— START Excerpted records —
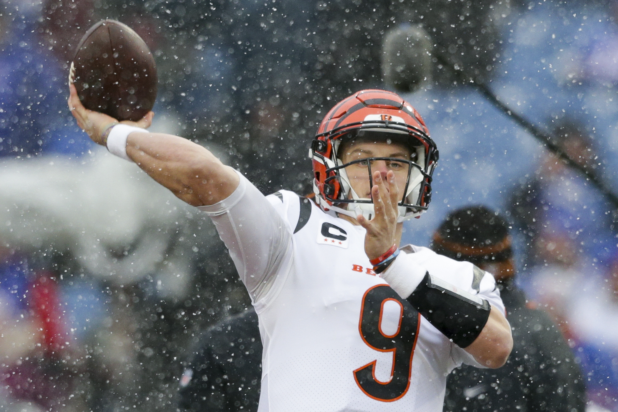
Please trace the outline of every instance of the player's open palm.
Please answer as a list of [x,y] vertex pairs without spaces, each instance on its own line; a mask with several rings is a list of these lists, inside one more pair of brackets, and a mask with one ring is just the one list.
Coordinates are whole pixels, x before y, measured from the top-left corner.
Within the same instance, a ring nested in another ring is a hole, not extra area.
[[392,170],[383,179],[379,172],[372,176],[373,187],[371,198],[375,215],[367,220],[362,215],[357,221],[367,230],[365,237],[365,252],[370,259],[375,259],[388,251],[397,243],[397,221],[399,216],[397,202],[399,189]]
[[152,123],[153,116],[154,115],[153,112],[148,112],[143,119],[137,122],[129,120],[119,122],[116,119],[104,113],[88,110],[83,107],[82,102],[80,101],[75,86],[72,83],[69,84],[69,88],[70,91],[70,95],[69,96],[69,108],[71,111],[71,114],[75,118],[77,125],[88,133],[90,138],[96,143],[105,145],[101,136],[108,128],[114,124],[122,123],[142,128],[147,128],[150,127],[150,124]]

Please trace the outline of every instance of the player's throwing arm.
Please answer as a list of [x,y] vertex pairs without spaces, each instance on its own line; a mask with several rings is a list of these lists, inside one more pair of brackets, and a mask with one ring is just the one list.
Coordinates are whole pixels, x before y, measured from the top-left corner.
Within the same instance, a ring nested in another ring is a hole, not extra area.
[[77,125],[99,145],[135,162],[177,197],[195,206],[214,204],[238,186],[239,177],[212,153],[182,137],[145,130],[154,114],[138,122],[119,122],[83,107],[70,85],[69,108]]

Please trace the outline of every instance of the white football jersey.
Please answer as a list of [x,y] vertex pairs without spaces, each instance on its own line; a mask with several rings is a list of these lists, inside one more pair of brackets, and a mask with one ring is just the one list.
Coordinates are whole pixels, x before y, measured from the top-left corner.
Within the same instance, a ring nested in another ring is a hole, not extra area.
[[[365,230],[241,176],[213,217],[260,319],[260,412],[442,411],[446,376],[480,367],[371,270]],[[504,312],[491,275],[408,245],[434,277]]]

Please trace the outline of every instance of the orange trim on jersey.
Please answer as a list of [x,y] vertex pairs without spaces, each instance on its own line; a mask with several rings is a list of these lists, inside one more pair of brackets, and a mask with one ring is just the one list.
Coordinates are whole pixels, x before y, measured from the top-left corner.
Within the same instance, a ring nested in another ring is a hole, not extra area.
— END Excerpted records —
Render every line of the records above as a Markdown table with the columns Row and Line, numbering the rows and skipping blank lines. Leave the pictures out.

# [Written answer]
| Row | Line |
|---|---|
| 1 | Please trace the outline of every instance of the player's open palm. |
| 2 | Please answer as a list of [x,y] vertex pairs without spaces, each instance on its own line; a mask with several rings is a list of these lists, inside one more pair of brackets, and a mask with one ring is just the one list. |
| 3 | Coordinates are whole pixels, x before y, measured from the top-left corner. |
| 4 | Within the same instance, a ring nested in another ring is a hole, not extra area. |
| 5 | [[392,170],[383,179],[379,172],[372,176],[373,187],[371,198],[375,215],[367,220],[362,215],[357,221],[367,230],[365,237],[365,252],[370,259],[375,259],[388,251],[397,243],[397,221],[399,216],[397,202],[399,189]] |
| 6 | [[152,123],[153,116],[154,115],[153,112],[148,112],[143,119],[137,122],[129,120],[119,122],[116,119],[104,113],[88,110],[83,107],[82,102],[80,101],[75,86],[72,83],[69,84],[69,88],[70,91],[70,95],[69,96],[69,108],[71,111],[71,114],[75,118],[77,125],[88,133],[90,138],[96,143],[105,145],[101,136],[108,128],[114,124],[122,123],[142,128],[147,128],[150,127],[150,124]] |
| 7 | Please trace the outline of every instance of the player's throwing arm. |
| 8 | Please answer as a list of [x,y] vertex pairs without spaces, each instance on its own line; a mask with several rings is a list of these lists, inside one more pair of brackets, and a mask with one ring is just the one list. |
| 9 | Coordinates are whole pixels, x before y, measured from the top-left corner. |
| 10 | Within the same instance, a ring nested in another ring is a hole, not extra area. |
| 11 | [[77,125],[99,145],[135,162],[177,197],[195,206],[214,204],[238,186],[239,177],[212,153],[182,137],[145,130],[154,114],[138,122],[119,122],[83,107],[70,85],[69,108]] |
| 12 | Please trace the outline of every instance of the white football jersey. |
| 13 | Please answer as a list of [x,y] vertex pairs without spaces, each instance on its own line; a mask with several rings is a list of these lists, inside one more pair of brackets, and a mask with one ring is just the one list. |
| 14 | Coordinates are whole pixels, x before y, measured from the top-left corner. |
| 15 | Within the same instance, a ring nested in another ring is a hole, not extra area. |
| 16 | [[[365,230],[241,176],[213,217],[260,319],[260,412],[442,411],[446,376],[480,367],[371,270]],[[504,312],[491,275],[408,245],[434,277]]] |
| 17 | Please trace the outline of every instance of the orange trim on jersey. |
| 18 | Please answer as a list of [x,y] vertex pairs without spaces, each instance on its own line; a mask with several rings is a list of these lists, inside one more pair of brackets, and a mask with one ring is just the one list. |
| 19 | Coordinates are whole pixels, x before y, measured from the top-left corner. |
| 20 | Within the same instance, a ring nested in another ring is a hole, not extra area. |